The necessary work of software engineering that doesn't have a ticket on the board feels downward pressure. A thorough code review for one ticket takes ticket-moving time away from the reviewer. If there are issues to be corrected, then the ticket being reviewed is stalled in its own rightward journey.

QA people on the team are in a difficult position of doing their quality assurance on tickets that are just to the left of the ticket's final destination--the place we all want it to be.

The whole team is incentivized to make sure all the tickets on the board are in the right-most column on the final day of the sprint. As in Joel's anecdote above, bugs found later merely become new tickets to move from left-to-right in a future sprint. Long-term concerns like sound architecture don't have a place on the board. 

When a team judges its effectiveness based on the movement of virtual tickets from one status to another, it can lose sight of the big picture. Who is ultimately benefiting from these ticket movements? Why are we moving them exactly? Where do they come from?

I think it's important that teams talk about their work, at least occasionally, without mentioning tickets. What are we accomplishing at a higher level? What are our users saying about our work? How is the business that pays our salaries benefiting from our work?

Surely we're not just movin' tickets.

Vision

Vision is so important in software development. Without the engineers understanding the overall vision, they can't resolve ambiguity in their daily work without consulting someone who holds the vision.

If the engineers don't understand why they're doing any of these things, then they can't fill in the gaps logically. They can't suggest improvements, improvise, or have confidence that they're moving the organization closer to the vision. Teammates talk past each other. One person has more of the vision than another, but doesn't know that. Misunderstandings are common. The track being laid from each end doesn't meet up in the middle.

Every little bit of vision transmission compounds in value. The decisions we make today form the foundation for work that comes later. A misunderstanding in vision today requires re-work tomorrow, a week from now, a month from now.

One of the things that can get left behind in the just-in-time fashion of Agile sprints is that the team can get lost in the weeds. We have to remember that we're building toward a significant milestone of some kind for the business, not just a random sequence of tasks.

It's difficult when backlog items are being entered by one person or a small group of people separate from the engineers and QAs who will be actually building and testing the stuff. They get queued up and drip-fed every two weeks to the broader team. But often there's no shared context transmitted to the whole team about what broad goal we're doing all these tasks for.

Sprint goals are tricky to set. But if a team can't ever seem to define a clear sprint goal, that's almost certainly a sign that the team is lacking a vision.

People like to make fun of heavyweight methodologies like SAFe, but doing a Program Increment Planning event--although tedious--sure does get everyone on the same page with a shared vision for the next few months of work.

Most of us are not working on the Manhattan Project--the end goal should not be obscured from the individuals making the parts. In fact, the end goal should be so clear to everyone that any person on the team could describe it clearly in their own words.

A Standup Free of Should, Probably, and Hopefully

It's interesting to listen to the word choices that people use in the daily standup.

"I should be done with that today."

"I'll probably be done with that today."

"Hopefully I'll be done today."

"I'll try to wrap that up today."

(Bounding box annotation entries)
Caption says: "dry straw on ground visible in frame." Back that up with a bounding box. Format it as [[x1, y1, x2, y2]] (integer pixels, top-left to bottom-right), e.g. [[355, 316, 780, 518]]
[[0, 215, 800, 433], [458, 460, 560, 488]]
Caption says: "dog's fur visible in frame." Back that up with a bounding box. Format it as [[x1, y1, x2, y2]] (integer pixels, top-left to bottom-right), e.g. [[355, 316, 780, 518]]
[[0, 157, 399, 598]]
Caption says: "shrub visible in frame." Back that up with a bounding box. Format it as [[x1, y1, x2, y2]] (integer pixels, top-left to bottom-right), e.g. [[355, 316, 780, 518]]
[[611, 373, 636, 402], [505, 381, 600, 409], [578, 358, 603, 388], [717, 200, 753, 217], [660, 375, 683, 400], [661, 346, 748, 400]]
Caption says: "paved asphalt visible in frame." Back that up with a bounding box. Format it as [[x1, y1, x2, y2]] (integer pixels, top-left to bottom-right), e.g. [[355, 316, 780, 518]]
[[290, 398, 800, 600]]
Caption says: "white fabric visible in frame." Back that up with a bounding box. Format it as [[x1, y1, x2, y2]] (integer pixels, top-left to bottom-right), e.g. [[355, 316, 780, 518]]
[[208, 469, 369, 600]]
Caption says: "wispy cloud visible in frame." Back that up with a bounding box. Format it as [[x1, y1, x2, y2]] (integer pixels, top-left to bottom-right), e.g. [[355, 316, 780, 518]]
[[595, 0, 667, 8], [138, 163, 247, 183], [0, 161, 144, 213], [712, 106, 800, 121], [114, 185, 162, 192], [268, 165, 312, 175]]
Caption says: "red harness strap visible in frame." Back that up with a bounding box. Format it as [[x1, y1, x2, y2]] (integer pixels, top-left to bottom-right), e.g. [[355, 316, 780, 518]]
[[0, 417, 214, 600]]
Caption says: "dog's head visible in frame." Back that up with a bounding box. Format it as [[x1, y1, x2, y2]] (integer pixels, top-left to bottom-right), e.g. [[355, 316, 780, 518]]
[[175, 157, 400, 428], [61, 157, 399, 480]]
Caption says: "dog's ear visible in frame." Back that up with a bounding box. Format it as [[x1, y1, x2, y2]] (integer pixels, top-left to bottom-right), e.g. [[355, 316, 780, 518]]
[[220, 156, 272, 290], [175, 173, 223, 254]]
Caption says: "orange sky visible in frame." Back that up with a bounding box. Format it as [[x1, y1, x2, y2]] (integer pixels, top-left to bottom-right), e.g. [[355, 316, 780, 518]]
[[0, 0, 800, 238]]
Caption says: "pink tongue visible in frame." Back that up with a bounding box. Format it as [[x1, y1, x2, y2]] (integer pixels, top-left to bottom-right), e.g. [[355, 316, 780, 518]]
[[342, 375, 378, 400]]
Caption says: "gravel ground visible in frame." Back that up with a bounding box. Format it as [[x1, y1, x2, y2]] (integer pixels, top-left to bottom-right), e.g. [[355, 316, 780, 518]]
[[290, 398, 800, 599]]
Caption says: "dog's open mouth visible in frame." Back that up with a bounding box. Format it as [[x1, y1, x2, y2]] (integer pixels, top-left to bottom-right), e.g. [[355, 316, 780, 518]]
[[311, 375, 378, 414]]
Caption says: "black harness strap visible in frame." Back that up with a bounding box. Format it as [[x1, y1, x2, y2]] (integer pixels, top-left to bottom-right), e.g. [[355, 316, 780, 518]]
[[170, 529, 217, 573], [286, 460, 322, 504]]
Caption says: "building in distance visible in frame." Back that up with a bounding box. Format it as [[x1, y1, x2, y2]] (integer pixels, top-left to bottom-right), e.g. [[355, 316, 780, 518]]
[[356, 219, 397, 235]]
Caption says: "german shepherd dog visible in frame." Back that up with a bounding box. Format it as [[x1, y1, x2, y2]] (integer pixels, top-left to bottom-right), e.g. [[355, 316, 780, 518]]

## EXERCISE REQUIREMENTS
1) Return the section of the article on sprint tickets and vision starting at "People like to" and ending at "the daily standup.".
2) From the article on sprint tickets and vision, list every remark it quotes as something people say in the daily standup.
3) Turn the paragraph in the article on sprint tickets and vision that begins "If the engineers don't understand why" into a short bulleted list that keeps its main points.

## WRITTEN RESPONSES
1)
People like to make fun of heavyweight methodologies like SAFe, but doing a Program Increment Planning event--although tedious--sure does get everyone on the same page with a shared vision for the next few months of work.

Most of us are not working on the Manhattan Project--the end goal should not be obscured from the individuals making the parts. In fact, the end goal should be so clear to everyone that any person on the team could describe it clearly in their own words.

A Standup Free of Should, Probably, and Hopefully

It's interesting to listen to the word choices that people use in the daily standup.

2)
- "I should be done with that today."
- "I'll probably be done with that today."
- "Hopefully I'll be done today."
- "I'll try to wrap that up today."

3)
When engineers don't understand why they're doing their work:
- They can't fill in the gaps logically.
- They can't suggest improvements or improvise.
- They can't be confident they're moving the organization closer to the vision.
- Teammates talk past each other.
- One person holds more of the vision than another without knowing it.
- Misunderstandings are common.
- The track laid from each end doesn't meet in the middle.